Work required -> Copy the material below verbatim, starting with the line that contains "Target = yellow banner" and going on through the end of the material.

--- BEGIN ---

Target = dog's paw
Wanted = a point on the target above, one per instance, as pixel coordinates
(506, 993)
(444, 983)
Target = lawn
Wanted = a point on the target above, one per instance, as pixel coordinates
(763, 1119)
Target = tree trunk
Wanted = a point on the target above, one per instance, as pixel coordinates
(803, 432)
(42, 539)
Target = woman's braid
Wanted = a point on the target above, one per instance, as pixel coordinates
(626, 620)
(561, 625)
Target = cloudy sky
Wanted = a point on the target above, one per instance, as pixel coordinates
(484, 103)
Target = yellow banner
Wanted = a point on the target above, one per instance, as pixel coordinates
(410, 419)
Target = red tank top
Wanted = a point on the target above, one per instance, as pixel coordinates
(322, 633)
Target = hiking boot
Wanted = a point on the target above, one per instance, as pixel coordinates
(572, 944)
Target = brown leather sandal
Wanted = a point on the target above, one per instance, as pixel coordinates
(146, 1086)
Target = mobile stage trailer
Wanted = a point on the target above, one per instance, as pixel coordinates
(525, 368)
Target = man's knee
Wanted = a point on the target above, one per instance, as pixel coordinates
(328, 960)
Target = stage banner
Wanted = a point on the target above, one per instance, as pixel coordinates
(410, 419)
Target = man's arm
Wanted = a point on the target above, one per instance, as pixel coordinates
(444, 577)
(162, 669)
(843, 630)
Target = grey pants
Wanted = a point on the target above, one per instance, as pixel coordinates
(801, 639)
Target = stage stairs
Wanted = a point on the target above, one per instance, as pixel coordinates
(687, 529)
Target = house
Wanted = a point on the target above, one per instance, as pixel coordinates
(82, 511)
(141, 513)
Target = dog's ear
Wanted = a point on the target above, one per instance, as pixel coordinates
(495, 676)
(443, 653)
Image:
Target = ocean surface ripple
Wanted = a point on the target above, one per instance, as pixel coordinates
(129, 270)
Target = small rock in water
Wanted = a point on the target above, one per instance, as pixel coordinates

--- END ---

Task answer ->
Target = yellow banner
Wanted = a point on the target above, one per instance, as pixel coordinates
(410, 419)
Target = red tank top
Wanted = a point on the target above, one per instance, as pixel coordinates
(322, 633)
Target = hiking boot
Wanted = a point on the target above, one per instance, as pixel coordinates
(572, 944)
Target = brown leather sandal
Wanted = a point on the target above, one per instance, as pixel coordinates
(146, 1086)
Target = mobile stage trailer
Wanted = a point on the target above, one per instance, as pixel coordinates
(525, 368)
Target = man's knee
Wanted = a point on the target above, one per instance, as pixel coordinates
(328, 960)
Target = stage banner
Wanted = a point on the target above, one per instance, as pixel coordinates
(410, 419)
Target = man's arm
Wanted = a point on the target above, one per instance, as pixel coordinates
(444, 577)
(162, 669)
(843, 630)
Target = grey pants
Wanted = a point on the target above, one per instance, as pixel coordinates
(801, 639)
Target = stage stairs
Wanted = a point on the target above, one per instance, as pixel coordinates
(687, 529)
Target = house
Wanted = a point on the target above, one per instance, as pixel coordinates
(82, 511)
(141, 513)
Target = dog's ear
Wanted = a point on the target above, one per instance, as pixel coordinates
(495, 676)
(443, 653)
Image:
Target = ocean surface ripple
Wanted = a point on the target above, one per instance, as pixel coordinates
(129, 270)
Target = small rock in water
Wanted = a point on the target above, one per instance, as pixel coordinates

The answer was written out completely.